→ **Textauszug**:
----------

Samstag, März 14, 2009

glotzt nicht so romantisch (50): heypenny

bei manchen bands ist es mehr als ein jammer, dass man nichts oder lange nichts neues von ihnen hört. wohingegen andere jahr für jahr einen rotz produzieren und gar auswerfen, feiern jene wenigstens alte erfolge. nun sind heypenny nicht gerade mit preisen und kohle überhäuft worden. aber es gibt einen erlauchten kreis der wissenden, die noch heute von "use these spoons" schwärmen. 2005 wars, als heypenny mit diesem melodieseligen und hookbeladenen, eingängigen und jederzeit erregenden pop-tanz-werk daherkamen. seit dem touren sie mächtig und müssen auch und besonders lokal präsent sein. aber es drängen sich kaum neuigkeiten auf, die auch einen freak aus übersee befriedigen könnten. allerdings lässt ben elkins hin und wieder bei den auftritten seiner band verlauten, dass es neues material gäbe. außerdem habe sich das projekt heypenny mehr und mehr zu einer band- denn soloangelegenheit entwickelt. dies kommt natürlich auch dem sound zugute. ein tolles interview habe ich gefunden, dass elkins anfang des jahres timesfreepress gab (nachzulesen komplett hier), ausschnittweise hier:
CP: You're originally from Chattanooga, right?

----------

→ **Daten**:
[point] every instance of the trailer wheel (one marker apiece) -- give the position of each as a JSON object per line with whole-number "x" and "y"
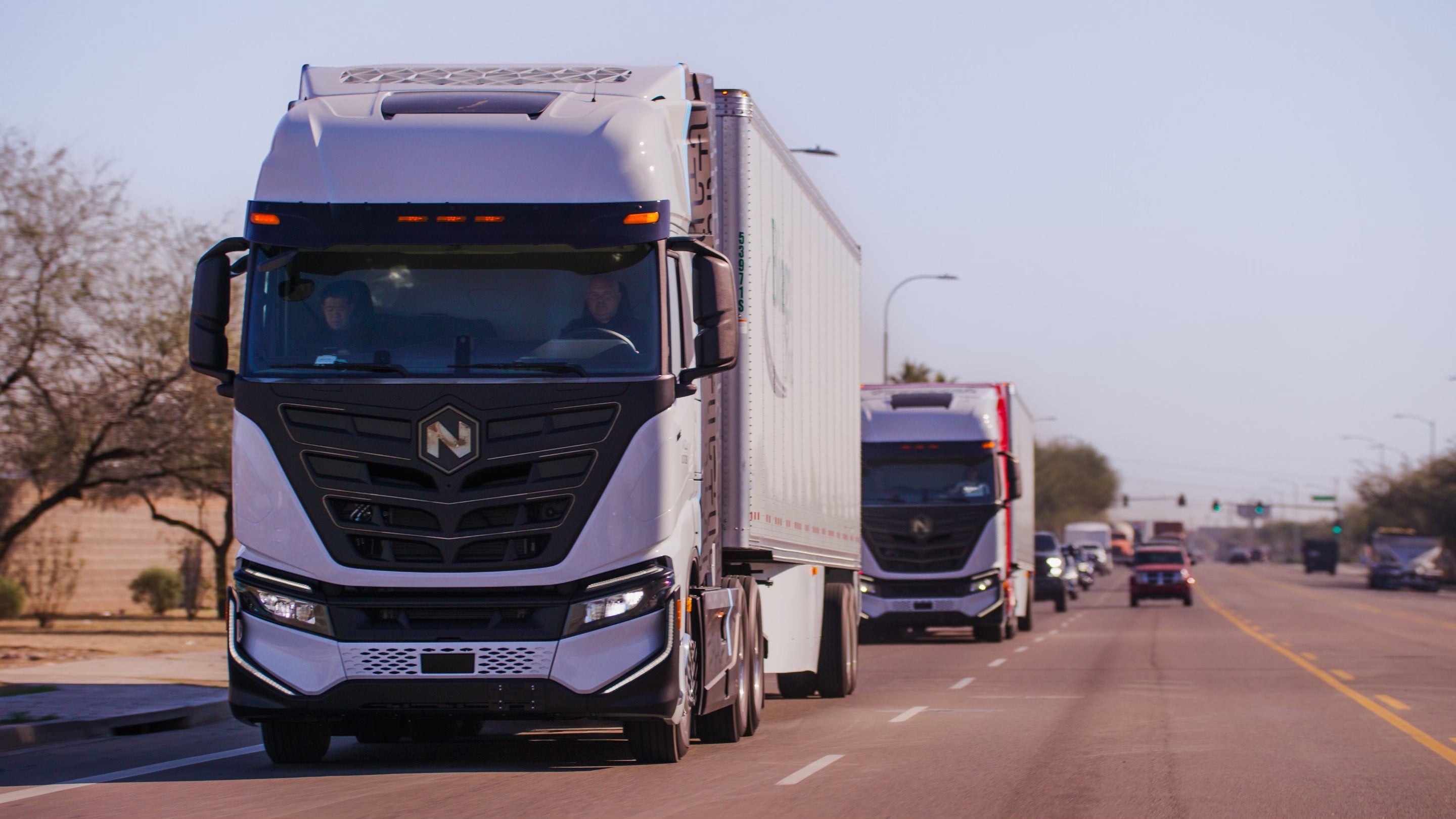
{"x": 295, "y": 744}
{"x": 836, "y": 668}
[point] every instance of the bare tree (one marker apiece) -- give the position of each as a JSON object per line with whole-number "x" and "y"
{"x": 95, "y": 385}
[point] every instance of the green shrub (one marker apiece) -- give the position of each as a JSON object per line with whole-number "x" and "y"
{"x": 159, "y": 588}
{"x": 12, "y": 598}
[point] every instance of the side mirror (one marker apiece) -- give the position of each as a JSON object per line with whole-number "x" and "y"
{"x": 715, "y": 312}
{"x": 1013, "y": 477}
{"x": 212, "y": 296}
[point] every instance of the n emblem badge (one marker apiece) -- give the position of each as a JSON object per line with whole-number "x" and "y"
{"x": 449, "y": 439}
{"x": 922, "y": 527}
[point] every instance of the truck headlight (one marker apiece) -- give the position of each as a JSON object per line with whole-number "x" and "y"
{"x": 616, "y": 607}
{"x": 285, "y": 610}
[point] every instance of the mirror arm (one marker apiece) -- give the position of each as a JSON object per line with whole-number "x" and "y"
{"x": 695, "y": 247}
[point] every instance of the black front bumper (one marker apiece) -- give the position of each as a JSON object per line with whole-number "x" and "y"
{"x": 653, "y": 694}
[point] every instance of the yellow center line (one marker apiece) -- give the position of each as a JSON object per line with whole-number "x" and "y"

----------

→ **Aufgabe 1**:
In welchem Jahr erschien laut dem Textauszug über heypenny das Werk „use these spoons“?
→ **Aufgabe 2**:
Fassen Sie den Absatz des Textauszugs über heypenny, der mit „bei manchen bands ist es mehr als ein jammer“ beginnt, als Liste mit seinen wichtigsten Aussagen zusammen.
→ **Aufgabe 3**:
Setzen Sie den Textauszug über heypenny nach der zuletzt gezeigten Zeile fort.

→ **Schriftliche Antwort 1**:
2005

→ **Schriftliche Antwort 2**:
- Bei manchen Bands ist es ein Jammer, dass man lange nichts Neues von ihnen hört.
- Heypenny wurden nicht mit Preisen und Geld überhäuft. Ein kleiner Kreis von Kennern schwärmt aber bis heute von „use these spoons“.
- Dieses melodieselige, eingängige Pop-Tanz-Werk erschien 2005.
- Seitdem tourt die Band viel und ist vor allem lokal präsent. Für Fans aus Übersee gibt es kaum Neuigkeiten.
- Ben Elkins kündigt bei Auftritten gelegentlich neues Material an.
- Heypenny hat sich zunehmend von einem Soloprojekt zu einer Band entwickelt, was dem Sound zugutekommt.
- Ein Interview, das Elkins Anfang des Jahres timesfreepress gab, wird in Auszügen wiedergegeben.

→ **Schriftliche Antwort 3**:
Yeah, yeah. My wife and I lived out there for three years. We consider that somewhat of a home, for sure. We lived over in Brainerd right over the ridge. We really loved it there. We made a lot of great friends there, and it was really, really important music spot for me. The only album we have was done mostly in Chattanooga in my house.
I changed a lot while living there. I used to be more in the jam band direction like a lot of people were in the late 90s. I was in that full force, and thank goodness I had some kind friends who shunned me pretty aggressively and gave me some music to listen to like The Shins and Arcade Fire and Wilco. Those had a pretty profound impact on what I thought was good, musically, and what I got in to.
CP: How has Heypenny's approach to music changed since “Use These Spoons” came out in 2005?
BE: It's quite a bit different. “Use These Spoons” was kind of a coming-of-age tale. It was sort of like a history book of me changing, musically. It's really a story of the Heypenny sound developing. When that record started, it was under a different band name and a totally different vision. It took nine months to record it off and on at my house. It was mostly a recording project with some live potential, but now I feel like it's the opposite, more of a live band with a recording that backs that up.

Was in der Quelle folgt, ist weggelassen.